▶ PROBLEM DESCRIPTION
List each line in the items below that contains the word "seated".

▶ SUPPLIED RECORDS
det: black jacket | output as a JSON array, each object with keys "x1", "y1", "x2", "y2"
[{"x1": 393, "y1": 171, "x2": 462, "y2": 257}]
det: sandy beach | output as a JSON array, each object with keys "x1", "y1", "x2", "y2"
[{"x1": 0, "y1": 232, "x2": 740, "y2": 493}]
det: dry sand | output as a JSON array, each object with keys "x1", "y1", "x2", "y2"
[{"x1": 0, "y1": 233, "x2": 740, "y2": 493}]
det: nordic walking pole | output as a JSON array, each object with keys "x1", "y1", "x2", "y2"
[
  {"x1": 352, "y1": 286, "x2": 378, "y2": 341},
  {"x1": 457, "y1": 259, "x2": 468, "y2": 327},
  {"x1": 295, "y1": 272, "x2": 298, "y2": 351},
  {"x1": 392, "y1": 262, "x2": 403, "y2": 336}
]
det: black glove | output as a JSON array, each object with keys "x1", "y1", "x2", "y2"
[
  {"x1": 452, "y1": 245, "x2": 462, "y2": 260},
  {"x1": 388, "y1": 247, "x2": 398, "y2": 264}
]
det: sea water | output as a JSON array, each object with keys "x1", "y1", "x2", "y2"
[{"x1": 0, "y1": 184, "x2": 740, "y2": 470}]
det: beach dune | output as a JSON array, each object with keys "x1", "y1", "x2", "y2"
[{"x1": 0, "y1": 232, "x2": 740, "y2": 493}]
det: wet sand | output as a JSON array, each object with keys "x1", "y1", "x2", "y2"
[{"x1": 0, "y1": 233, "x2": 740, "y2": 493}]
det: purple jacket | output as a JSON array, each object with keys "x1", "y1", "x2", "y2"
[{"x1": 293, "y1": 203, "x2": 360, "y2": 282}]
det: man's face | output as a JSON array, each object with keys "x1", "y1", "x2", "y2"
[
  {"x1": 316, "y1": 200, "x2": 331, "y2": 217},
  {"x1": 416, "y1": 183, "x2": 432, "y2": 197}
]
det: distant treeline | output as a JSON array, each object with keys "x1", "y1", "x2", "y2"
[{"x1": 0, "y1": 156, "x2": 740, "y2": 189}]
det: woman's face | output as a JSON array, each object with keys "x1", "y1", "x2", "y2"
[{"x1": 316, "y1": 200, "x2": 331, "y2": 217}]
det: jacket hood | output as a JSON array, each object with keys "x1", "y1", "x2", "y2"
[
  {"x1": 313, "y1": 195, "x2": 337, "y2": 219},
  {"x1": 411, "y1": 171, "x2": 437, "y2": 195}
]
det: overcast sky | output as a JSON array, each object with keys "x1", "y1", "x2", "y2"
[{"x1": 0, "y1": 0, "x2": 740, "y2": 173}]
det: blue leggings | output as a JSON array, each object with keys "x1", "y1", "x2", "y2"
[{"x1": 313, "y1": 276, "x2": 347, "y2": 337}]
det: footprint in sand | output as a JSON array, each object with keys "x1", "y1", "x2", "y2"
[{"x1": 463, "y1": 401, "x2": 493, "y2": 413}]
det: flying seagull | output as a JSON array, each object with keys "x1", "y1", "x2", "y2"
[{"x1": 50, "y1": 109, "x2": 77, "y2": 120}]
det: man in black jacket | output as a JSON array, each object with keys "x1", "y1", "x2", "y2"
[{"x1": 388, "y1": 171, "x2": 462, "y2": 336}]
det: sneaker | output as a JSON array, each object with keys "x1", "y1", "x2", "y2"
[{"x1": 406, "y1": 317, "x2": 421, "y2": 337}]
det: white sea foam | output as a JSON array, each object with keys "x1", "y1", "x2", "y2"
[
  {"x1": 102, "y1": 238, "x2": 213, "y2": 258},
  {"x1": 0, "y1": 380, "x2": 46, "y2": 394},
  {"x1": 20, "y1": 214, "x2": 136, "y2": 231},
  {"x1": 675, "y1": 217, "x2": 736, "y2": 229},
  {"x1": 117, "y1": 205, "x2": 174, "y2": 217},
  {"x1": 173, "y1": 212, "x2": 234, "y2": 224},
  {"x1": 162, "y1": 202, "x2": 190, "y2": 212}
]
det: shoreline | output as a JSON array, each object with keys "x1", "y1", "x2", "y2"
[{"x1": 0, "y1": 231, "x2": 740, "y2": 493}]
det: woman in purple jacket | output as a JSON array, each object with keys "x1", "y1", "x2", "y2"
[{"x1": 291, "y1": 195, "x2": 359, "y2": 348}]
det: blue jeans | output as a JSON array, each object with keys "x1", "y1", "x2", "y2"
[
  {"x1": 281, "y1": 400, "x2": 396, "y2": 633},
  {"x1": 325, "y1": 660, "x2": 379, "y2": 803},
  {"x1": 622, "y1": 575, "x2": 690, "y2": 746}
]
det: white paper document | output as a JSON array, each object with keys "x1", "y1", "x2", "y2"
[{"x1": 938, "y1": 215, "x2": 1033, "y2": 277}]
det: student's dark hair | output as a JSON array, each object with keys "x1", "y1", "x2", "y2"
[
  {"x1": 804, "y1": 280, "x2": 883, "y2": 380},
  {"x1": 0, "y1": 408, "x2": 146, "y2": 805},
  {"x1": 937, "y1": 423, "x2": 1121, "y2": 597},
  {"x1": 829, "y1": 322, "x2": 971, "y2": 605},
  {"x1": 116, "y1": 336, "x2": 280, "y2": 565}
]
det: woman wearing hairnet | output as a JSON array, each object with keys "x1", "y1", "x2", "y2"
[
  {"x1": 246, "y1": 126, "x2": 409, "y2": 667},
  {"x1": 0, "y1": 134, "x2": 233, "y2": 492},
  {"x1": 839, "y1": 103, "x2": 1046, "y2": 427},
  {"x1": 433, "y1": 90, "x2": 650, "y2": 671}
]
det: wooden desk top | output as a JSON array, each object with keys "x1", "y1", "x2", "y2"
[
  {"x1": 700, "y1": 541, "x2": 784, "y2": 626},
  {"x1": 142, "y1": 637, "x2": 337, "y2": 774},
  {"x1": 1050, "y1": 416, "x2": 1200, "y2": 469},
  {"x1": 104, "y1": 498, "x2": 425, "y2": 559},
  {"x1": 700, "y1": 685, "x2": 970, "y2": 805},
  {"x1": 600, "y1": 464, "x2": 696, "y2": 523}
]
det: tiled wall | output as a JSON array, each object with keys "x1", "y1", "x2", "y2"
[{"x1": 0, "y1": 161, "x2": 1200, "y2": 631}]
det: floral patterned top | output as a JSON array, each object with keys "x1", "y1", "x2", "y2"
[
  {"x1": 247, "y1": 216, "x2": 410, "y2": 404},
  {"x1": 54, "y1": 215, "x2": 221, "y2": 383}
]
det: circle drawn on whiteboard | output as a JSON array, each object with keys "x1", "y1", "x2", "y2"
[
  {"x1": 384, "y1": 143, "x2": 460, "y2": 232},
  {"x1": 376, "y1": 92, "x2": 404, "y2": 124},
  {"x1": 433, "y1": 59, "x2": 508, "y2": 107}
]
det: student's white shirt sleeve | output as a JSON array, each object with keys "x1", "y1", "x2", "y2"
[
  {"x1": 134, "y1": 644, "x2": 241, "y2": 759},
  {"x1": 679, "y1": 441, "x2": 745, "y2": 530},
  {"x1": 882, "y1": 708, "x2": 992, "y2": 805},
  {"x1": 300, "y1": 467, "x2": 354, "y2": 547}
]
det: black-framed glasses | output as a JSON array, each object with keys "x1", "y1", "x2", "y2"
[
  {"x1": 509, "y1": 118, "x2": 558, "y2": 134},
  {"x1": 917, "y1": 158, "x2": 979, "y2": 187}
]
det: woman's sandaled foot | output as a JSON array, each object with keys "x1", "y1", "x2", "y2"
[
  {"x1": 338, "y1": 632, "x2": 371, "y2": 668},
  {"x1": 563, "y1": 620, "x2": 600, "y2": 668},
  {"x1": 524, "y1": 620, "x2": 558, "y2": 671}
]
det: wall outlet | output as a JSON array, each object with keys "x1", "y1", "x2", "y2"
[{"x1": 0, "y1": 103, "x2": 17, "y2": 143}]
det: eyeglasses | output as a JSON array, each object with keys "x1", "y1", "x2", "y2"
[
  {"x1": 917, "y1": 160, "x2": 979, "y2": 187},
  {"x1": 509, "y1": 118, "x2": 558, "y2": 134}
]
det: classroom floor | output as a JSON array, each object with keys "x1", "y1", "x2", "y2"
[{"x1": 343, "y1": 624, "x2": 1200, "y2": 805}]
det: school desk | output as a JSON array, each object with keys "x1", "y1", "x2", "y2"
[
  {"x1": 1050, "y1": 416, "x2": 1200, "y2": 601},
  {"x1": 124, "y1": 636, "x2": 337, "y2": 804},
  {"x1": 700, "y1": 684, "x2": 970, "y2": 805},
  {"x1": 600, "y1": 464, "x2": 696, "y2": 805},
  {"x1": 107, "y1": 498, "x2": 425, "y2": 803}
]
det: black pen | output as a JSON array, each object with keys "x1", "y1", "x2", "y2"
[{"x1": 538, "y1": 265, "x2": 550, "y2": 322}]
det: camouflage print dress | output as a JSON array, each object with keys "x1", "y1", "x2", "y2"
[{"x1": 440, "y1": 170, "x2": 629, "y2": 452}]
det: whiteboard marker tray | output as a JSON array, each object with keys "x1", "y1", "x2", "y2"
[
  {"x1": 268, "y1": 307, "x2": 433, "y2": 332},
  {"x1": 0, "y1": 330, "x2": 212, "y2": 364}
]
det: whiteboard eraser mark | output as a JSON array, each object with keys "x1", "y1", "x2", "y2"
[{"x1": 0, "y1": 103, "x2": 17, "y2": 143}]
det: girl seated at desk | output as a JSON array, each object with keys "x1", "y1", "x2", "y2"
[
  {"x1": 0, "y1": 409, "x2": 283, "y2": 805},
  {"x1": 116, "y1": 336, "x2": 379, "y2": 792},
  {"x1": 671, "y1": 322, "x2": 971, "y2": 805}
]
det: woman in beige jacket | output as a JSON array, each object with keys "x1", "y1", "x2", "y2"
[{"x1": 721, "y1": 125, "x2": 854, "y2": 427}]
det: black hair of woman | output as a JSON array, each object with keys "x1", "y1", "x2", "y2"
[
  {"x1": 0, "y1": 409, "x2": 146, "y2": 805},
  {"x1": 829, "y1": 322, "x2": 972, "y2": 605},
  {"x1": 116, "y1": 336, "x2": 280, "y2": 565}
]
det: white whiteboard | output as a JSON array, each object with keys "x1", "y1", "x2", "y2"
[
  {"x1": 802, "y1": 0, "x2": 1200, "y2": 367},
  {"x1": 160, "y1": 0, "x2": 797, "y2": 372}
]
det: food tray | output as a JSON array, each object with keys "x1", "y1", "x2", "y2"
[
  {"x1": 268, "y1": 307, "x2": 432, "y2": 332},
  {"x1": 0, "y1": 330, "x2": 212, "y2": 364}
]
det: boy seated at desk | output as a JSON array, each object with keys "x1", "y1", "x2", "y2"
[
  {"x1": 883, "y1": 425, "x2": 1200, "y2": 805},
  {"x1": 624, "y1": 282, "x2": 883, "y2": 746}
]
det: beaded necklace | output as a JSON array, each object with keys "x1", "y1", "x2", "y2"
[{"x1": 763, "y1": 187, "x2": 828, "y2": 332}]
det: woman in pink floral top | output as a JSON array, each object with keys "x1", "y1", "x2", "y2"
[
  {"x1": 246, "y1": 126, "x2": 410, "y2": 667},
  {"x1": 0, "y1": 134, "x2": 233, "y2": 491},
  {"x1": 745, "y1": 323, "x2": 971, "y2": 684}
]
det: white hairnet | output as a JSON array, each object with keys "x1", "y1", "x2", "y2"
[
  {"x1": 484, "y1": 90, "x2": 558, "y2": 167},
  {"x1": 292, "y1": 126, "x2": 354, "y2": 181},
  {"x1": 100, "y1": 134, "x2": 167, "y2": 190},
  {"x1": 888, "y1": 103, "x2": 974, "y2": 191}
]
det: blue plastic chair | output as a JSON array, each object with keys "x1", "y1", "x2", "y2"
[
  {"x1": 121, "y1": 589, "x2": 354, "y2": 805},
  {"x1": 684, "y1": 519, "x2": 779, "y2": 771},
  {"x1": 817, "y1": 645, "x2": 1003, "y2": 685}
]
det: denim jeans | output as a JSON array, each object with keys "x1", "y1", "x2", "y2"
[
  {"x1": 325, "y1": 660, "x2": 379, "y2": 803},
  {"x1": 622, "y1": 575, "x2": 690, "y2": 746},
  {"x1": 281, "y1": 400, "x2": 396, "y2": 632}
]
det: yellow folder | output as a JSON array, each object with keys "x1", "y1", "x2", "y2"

▶ ANSWER FOR THE TASK
det: girl seated at desk | output as a JSON array, each object with keys "x1", "y1", "x2", "y2"
det: boy seated at desk | output as a JSON array, each object with keys "x1", "y1", "x2", "y2"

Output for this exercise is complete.